### YOUR ASSIGNMENT
Read the lines below, and copy any that contain the string "tail".

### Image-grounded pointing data
********************

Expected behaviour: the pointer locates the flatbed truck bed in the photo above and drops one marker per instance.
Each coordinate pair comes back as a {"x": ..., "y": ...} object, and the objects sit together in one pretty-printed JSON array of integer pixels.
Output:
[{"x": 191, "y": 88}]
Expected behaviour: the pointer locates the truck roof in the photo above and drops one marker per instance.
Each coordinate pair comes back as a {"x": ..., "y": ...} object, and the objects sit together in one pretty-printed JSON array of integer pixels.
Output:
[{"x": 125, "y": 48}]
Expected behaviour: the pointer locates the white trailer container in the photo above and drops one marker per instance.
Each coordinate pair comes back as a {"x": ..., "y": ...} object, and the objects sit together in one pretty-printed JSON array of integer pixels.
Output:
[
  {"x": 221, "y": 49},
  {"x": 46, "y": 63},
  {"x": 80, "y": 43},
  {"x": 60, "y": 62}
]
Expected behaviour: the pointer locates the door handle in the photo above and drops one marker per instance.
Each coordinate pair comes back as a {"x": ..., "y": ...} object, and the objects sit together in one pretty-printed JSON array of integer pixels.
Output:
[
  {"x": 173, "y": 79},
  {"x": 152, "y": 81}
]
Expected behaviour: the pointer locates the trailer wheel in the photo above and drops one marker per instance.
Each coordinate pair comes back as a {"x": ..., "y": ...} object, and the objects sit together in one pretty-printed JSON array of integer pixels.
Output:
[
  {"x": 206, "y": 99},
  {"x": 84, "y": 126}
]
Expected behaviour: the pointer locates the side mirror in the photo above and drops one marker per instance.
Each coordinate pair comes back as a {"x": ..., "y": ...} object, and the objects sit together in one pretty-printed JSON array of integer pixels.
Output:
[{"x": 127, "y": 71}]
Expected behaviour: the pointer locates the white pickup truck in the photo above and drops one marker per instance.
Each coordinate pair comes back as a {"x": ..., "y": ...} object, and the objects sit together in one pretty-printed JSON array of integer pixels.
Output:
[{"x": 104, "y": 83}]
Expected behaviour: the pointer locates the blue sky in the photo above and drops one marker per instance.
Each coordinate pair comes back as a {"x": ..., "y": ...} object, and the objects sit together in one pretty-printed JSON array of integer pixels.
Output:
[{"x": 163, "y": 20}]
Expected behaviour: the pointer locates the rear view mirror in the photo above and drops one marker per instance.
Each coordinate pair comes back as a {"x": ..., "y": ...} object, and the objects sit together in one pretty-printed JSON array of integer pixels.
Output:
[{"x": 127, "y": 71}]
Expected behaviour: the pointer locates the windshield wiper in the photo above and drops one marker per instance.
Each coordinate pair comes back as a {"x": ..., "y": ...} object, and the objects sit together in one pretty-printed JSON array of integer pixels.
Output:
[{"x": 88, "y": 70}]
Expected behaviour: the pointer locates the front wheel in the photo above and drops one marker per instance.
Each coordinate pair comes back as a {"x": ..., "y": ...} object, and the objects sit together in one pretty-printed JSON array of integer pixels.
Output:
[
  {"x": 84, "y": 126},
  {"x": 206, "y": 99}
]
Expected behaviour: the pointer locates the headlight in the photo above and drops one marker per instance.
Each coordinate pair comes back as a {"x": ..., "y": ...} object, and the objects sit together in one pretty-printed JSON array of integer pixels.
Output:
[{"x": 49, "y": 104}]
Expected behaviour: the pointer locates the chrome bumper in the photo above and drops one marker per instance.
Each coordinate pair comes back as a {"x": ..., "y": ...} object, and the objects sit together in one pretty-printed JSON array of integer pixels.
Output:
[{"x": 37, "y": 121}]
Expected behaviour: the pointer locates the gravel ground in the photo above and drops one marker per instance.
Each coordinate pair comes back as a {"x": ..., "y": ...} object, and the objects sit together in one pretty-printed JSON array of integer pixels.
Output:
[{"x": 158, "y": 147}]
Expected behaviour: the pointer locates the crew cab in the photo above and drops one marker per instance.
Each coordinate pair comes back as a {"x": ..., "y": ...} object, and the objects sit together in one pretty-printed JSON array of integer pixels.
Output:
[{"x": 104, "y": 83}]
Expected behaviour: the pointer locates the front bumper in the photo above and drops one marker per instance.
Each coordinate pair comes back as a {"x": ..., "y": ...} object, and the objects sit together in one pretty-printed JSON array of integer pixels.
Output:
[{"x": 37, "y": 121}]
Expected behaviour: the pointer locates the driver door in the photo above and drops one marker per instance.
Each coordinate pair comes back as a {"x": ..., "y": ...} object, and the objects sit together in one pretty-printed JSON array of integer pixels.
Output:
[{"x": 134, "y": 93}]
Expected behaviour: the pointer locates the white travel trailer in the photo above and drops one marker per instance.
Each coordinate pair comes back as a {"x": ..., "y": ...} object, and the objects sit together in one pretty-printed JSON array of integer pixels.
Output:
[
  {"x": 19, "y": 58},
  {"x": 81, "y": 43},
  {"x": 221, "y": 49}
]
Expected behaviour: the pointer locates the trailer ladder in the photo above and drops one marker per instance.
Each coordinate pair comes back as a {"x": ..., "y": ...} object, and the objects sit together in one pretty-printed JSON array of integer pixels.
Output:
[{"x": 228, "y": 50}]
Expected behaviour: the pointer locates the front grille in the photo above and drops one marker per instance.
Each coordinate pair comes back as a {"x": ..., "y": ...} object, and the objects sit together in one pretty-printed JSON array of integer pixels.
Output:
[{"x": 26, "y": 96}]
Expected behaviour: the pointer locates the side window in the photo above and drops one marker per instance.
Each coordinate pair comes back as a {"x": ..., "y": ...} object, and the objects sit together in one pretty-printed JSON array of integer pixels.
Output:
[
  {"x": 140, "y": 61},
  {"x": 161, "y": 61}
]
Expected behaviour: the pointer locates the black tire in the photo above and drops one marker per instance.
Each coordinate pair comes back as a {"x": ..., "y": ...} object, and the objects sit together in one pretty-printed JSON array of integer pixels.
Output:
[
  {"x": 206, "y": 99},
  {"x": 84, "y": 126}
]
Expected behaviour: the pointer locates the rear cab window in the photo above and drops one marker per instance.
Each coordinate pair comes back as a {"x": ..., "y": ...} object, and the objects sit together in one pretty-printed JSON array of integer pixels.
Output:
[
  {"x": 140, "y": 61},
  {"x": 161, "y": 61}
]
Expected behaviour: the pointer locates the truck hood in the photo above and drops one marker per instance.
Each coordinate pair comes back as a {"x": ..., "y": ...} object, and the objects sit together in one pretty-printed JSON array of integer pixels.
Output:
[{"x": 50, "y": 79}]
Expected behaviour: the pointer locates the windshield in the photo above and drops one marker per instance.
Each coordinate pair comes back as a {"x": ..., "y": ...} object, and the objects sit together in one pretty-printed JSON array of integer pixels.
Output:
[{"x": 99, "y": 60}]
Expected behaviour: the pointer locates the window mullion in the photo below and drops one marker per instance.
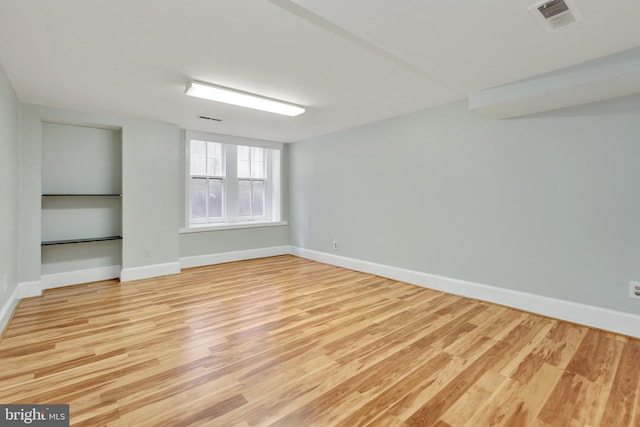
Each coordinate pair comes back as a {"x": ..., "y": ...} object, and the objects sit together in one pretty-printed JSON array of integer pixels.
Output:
[{"x": 231, "y": 182}]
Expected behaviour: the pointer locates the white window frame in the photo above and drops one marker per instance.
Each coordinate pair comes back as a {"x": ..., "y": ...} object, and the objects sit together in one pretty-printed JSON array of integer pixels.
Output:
[{"x": 273, "y": 183}]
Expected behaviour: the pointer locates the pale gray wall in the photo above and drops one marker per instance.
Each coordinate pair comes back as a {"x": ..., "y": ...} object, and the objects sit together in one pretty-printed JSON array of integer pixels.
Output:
[
  {"x": 9, "y": 181},
  {"x": 548, "y": 204},
  {"x": 150, "y": 187}
]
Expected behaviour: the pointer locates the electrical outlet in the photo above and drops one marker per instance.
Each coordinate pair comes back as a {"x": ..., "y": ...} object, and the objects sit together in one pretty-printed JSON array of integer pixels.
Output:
[{"x": 634, "y": 290}]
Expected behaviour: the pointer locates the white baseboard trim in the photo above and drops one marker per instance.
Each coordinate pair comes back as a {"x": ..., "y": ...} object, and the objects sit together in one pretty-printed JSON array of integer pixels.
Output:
[
  {"x": 67, "y": 278},
  {"x": 29, "y": 289},
  {"x": 210, "y": 259},
  {"x": 596, "y": 317},
  {"x": 149, "y": 271},
  {"x": 22, "y": 290}
]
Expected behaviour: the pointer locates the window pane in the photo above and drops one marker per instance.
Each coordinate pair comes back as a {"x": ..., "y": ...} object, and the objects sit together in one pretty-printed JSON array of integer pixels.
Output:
[
  {"x": 215, "y": 198},
  {"x": 257, "y": 198},
  {"x": 257, "y": 162},
  {"x": 243, "y": 162},
  {"x": 198, "y": 157},
  {"x": 198, "y": 197},
  {"x": 214, "y": 159},
  {"x": 244, "y": 198}
]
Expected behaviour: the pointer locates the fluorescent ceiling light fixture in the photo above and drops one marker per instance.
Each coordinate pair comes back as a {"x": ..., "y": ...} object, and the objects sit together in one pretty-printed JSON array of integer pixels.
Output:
[{"x": 243, "y": 99}]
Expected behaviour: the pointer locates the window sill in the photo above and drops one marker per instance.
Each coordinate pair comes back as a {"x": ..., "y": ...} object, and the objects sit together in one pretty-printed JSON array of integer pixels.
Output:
[{"x": 230, "y": 226}]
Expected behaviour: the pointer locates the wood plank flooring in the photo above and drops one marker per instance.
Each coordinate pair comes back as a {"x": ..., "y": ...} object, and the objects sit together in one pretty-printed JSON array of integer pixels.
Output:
[{"x": 285, "y": 341}]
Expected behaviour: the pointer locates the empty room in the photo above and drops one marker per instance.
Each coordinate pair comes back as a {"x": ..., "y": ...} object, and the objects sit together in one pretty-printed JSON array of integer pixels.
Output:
[{"x": 319, "y": 213}]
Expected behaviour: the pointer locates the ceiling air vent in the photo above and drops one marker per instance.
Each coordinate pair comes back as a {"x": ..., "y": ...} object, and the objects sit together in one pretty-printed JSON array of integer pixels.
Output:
[{"x": 555, "y": 14}]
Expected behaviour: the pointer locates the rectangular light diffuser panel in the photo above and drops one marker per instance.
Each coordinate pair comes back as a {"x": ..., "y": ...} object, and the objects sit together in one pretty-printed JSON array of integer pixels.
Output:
[{"x": 242, "y": 99}]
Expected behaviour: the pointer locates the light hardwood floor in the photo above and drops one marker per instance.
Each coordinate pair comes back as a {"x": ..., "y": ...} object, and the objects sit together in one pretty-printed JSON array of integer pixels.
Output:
[{"x": 290, "y": 342}]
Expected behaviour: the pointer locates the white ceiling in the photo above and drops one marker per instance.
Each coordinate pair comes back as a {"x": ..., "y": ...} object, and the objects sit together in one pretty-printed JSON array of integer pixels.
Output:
[{"x": 348, "y": 61}]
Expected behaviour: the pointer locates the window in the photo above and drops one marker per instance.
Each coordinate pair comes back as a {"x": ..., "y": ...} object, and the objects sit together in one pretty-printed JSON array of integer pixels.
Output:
[
  {"x": 232, "y": 182},
  {"x": 206, "y": 181}
]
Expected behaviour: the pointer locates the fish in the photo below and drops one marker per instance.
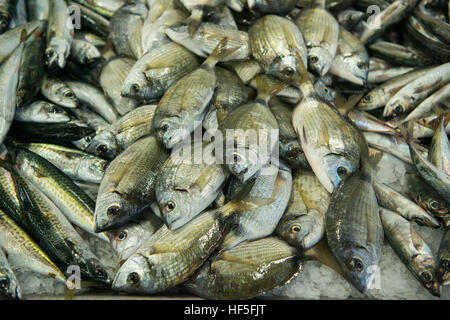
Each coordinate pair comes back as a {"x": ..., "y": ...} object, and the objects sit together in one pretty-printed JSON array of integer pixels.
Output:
[
  {"x": 444, "y": 260},
  {"x": 332, "y": 145},
  {"x": 157, "y": 70},
  {"x": 133, "y": 125},
  {"x": 184, "y": 105},
  {"x": 303, "y": 223},
  {"x": 187, "y": 185},
  {"x": 352, "y": 60},
  {"x": 112, "y": 77},
  {"x": 247, "y": 270},
  {"x": 127, "y": 239},
  {"x": 95, "y": 99},
  {"x": 208, "y": 36},
  {"x": 392, "y": 200},
  {"x": 261, "y": 222},
  {"x": 68, "y": 198},
  {"x": 9, "y": 79},
  {"x": 42, "y": 112},
  {"x": 411, "y": 249},
  {"x": 151, "y": 269},
  {"x": 353, "y": 227},
  {"x": 276, "y": 44},
  {"x": 321, "y": 32},
  {"x": 416, "y": 91},
  {"x": 59, "y": 238},
  {"x": 248, "y": 133},
  {"x": 9, "y": 286},
  {"x": 128, "y": 184},
  {"x": 59, "y": 35},
  {"x": 76, "y": 164},
  {"x": 23, "y": 253}
]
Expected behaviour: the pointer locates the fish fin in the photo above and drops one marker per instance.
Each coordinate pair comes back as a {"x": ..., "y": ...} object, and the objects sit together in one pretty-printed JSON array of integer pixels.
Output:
[
  {"x": 220, "y": 53},
  {"x": 265, "y": 90},
  {"x": 242, "y": 202},
  {"x": 428, "y": 86},
  {"x": 322, "y": 253}
]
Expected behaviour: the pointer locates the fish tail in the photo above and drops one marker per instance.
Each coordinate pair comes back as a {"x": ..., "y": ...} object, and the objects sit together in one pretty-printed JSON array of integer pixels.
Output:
[{"x": 220, "y": 53}]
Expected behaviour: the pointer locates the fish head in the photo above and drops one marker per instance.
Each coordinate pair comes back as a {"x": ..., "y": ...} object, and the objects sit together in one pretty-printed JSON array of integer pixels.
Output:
[
  {"x": 170, "y": 130},
  {"x": 9, "y": 286},
  {"x": 319, "y": 60},
  {"x": 333, "y": 168},
  {"x": 443, "y": 271},
  {"x": 112, "y": 210},
  {"x": 127, "y": 239},
  {"x": 104, "y": 145},
  {"x": 359, "y": 265},
  {"x": 284, "y": 68},
  {"x": 56, "y": 53},
  {"x": 134, "y": 275}
]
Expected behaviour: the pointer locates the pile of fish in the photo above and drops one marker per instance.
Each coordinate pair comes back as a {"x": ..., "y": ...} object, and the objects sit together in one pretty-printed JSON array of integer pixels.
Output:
[{"x": 130, "y": 121}]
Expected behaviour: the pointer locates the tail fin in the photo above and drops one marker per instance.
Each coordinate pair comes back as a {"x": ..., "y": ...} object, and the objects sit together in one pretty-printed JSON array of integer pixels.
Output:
[
  {"x": 243, "y": 202},
  {"x": 220, "y": 53},
  {"x": 267, "y": 87}
]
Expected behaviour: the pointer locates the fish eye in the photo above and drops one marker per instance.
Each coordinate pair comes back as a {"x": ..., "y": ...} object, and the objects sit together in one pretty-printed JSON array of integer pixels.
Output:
[
  {"x": 313, "y": 59},
  {"x": 368, "y": 98},
  {"x": 398, "y": 109},
  {"x": 68, "y": 94},
  {"x": 426, "y": 276},
  {"x": 135, "y": 88},
  {"x": 164, "y": 127},
  {"x": 434, "y": 204},
  {"x": 358, "y": 264},
  {"x": 133, "y": 278},
  {"x": 113, "y": 210},
  {"x": 341, "y": 171},
  {"x": 4, "y": 283},
  {"x": 100, "y": 273},
  {"x": 170, "y": 206},
  {"x": 288, "y": 71},
  {"x": 122, "y": 235}
]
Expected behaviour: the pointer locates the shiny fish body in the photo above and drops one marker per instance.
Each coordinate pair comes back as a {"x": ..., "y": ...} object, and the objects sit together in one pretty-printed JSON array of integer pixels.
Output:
[
  {"x": 9, "y": 77},
  {"x": 95, "y": 99},
  {"x": 42, "y": 112},
  {"x": 59, "y": 35},
  {"x": 321, "y": 32},
  {"x": 23, "y": 253},
  {"x": 157, "y": 70},
  {"x": 127, "y": 239},
  {"x": 303, "y": 223},
  {"x": 128, "y": 184},
  {"x": 246, "y": 271},
  {"x": 275, "y": 43},
  {"x": 391, "y": 199},
  {"x": 9, "y": 286},
  {"x": 134, "y": 125},
  {"x": 58, "y": 92},
  {"x": 352, "y": 60},
  {"x": 58, "y": 236},
  {"x": 71, "y": 200},
  {"x": 416, "y": 91},
  {"x": 112, "y": 77},
  {"x": 187, "y": 186},
  {"x": 411, "y": 248},
  {"x": 261, "y": 222},
  {"x": 379, "y": 96},
  {"x": 76, "y": 164},
  {"x": 208, "y": 36}
]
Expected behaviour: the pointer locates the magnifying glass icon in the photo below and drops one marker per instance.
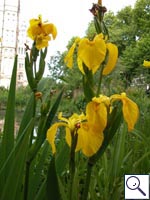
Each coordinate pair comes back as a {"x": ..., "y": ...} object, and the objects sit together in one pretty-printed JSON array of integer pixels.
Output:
[{"x": 133, "y": 183}]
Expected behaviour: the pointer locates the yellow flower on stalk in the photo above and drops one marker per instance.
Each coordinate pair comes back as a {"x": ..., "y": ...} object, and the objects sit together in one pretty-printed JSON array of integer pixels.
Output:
[
  {"x": 146, "y": 63},
  {"x": 93, "y": 53},
  {"x": 40, "y": 32},
  {"x": 129, "y": 108},
  {"x": 89, "y": 129}
]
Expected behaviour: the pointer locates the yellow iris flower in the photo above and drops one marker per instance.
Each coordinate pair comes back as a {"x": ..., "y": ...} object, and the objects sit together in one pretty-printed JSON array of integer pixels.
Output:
[
  {"x": 146, "y": 63},
  {"x": 89, "y": 128},
  {"x": 92, "y": 53},
  {"x": 40, "y": 32},
  {"x": 130, "y": 109}
]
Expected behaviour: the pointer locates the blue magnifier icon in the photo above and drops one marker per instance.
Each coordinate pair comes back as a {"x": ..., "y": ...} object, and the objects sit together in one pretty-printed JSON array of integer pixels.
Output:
[{"x": 133, "y": 183}]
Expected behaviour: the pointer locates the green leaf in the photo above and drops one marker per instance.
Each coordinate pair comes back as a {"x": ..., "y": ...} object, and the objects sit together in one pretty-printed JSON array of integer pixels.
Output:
[
  {"x": 37, "y": 177},
  {"x": 53, "y": 191},
  {"x": 15, "y": 174},
  {"x": 27, "y": 116},
  {"x": 9, "y": 127},
  {"x": 62, "y": 158}
]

********************

### WRITTEN ANSWER
Expected behaviour: the pointer locates the fish tail in the photo above and drops one marker per instance.
Expected behaviour: the pointer locates the tail fin in the photo above and drops one marker per instance.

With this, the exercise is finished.